- _PROBLEM TO WORK ON_:
Render every line of the records below as a numbered list, leaving out any blank lines.

- _RAW DATA_:
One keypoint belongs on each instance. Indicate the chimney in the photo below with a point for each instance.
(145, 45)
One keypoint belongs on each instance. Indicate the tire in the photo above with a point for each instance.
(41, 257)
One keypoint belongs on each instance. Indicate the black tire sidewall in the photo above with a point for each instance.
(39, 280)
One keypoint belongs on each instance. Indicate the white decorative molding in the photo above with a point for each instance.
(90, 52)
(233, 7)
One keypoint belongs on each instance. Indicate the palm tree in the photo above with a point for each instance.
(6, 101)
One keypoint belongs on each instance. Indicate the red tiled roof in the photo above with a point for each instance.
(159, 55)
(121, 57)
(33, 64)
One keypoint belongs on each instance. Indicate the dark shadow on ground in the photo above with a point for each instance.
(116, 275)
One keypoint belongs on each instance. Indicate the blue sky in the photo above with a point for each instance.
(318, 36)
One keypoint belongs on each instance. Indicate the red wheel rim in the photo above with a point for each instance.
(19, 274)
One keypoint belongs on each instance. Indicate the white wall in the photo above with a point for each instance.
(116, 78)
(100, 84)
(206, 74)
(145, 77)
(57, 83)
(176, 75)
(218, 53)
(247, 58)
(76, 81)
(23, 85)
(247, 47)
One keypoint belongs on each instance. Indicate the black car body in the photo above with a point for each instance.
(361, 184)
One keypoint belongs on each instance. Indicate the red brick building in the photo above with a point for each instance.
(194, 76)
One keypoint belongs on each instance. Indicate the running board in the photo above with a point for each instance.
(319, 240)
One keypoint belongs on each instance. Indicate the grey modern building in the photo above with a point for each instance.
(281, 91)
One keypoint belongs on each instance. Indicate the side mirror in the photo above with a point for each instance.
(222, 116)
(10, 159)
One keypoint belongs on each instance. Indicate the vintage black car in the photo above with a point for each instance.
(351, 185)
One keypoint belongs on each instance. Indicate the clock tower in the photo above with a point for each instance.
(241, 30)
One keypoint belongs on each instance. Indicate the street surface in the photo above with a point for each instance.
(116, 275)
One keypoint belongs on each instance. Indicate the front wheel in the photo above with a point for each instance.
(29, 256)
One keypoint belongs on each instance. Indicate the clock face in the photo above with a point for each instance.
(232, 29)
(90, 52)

- _SOLUTION_:
1. One keypoint belongs on each instance. Indicate the chimney in the photo below with a point for each instance.
2. (145, 45)
3. One keypoint belongs on each instance. Indicate the tire in the photo above with a point for each instance.
4. (41, 257)
5. One keypoint belongs on each instance. Indicate the black tire sidewall in the photo above with a point for each instance.
6. (39, 280)
7. One keypoint belongs on each instance. Indicate the white decorative molding in the photo above with a point for each instance.
8. (90, 52)
9. (233, 7)
10. One keypoint belongs on each instance. Indicate the palm tree in the photo above with a point for each instance.
11. (6, 101)
12. One keypoint belongs on each instance. Indicate the red tiled roof in the photo above with a point for each instance.
13. (159, 55)
14. (121, 57)
15. (33, 64)
16. One keypoint belongs on each instance. Indicate the dark shadow on ground in the photo above with a point for each instance.
17. (116, 275)
18. One keypoint belongs on each instance. Indicate the blue sky in the photo above with a point for each instance.
19. (318, 36)
20. One keypoint belongs on each instance. Indicate the red wheel rim in the photo above with a point for each instance.
21. (19, 274)
22. One keypoint belongs on each instance. Indicate the white wall in the photo above with a point for each instance.
23. (116, 78)
24. (100, 84)
25. (206, 74)
26. (145, 77)
27. (57, 83)
28. (176, 75)
29. (218, 53)
30. (247, 58)
31. (76, 81)
32. (23, 85)
33. (247, 47)
34. One keypoint belongs on each instance. Indicate the black car body in the photo above with a point for each instance.
35. (361, 184)
36. One keypoint belongs on each instance. Indicate the red brick building in the photo above with a point for each instance.
37. (194, 76)
38. One keypoint belongs on each instance. Indicate the running board in the photo above with a point for each instance.
39. (319, 240)
40. One keypoint belongs on each instance. Indicate the grey modern building in the photo above with a point for each instance.
41. (281, 91)
42. One keypoint belongs on each instance. Indicate the side mirror in the photo above with a point for each instance.
43. (222, 116)
44. (10, 159)
45. One keypoint belongs on each instance. Indicate the vintage black car in the photo above with a point for each instance.
46. (351, 185)
47. One keypoint belongs on each instance. Indicate the clock tower in the photo above with a point for each instance.
48. (241, 30)
49. One keypoint belongs on each instance. Indicate the street surface in the photo above with a point for each instance.
50. (116, 275)
51. One keypoint belongs on each instance. Indicate the front wheel in the photo above with a point for each instance.
52. (29, 256)
53. One keypoint belongs on each instance. Indicate the clock face in the photo above with a point for each instance.
54. (232, 29)
55. (90, 52)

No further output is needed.